All that is wanted is how many lines in the records below include the string "medal".

Point-per-instance localization data
====================

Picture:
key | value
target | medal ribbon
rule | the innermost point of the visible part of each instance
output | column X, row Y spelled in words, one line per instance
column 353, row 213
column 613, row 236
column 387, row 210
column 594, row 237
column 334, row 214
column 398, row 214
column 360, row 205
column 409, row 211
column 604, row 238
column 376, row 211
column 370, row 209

====================

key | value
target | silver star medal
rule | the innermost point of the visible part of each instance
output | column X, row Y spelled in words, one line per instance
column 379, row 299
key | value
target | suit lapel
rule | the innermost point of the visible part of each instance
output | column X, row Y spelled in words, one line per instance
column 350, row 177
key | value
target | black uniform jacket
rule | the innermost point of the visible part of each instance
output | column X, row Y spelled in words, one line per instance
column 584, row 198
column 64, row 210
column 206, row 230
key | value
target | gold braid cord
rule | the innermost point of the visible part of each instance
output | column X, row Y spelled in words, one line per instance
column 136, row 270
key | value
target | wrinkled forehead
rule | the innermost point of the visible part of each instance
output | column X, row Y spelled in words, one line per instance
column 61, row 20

====================

=== ANSWER SECTION ===
2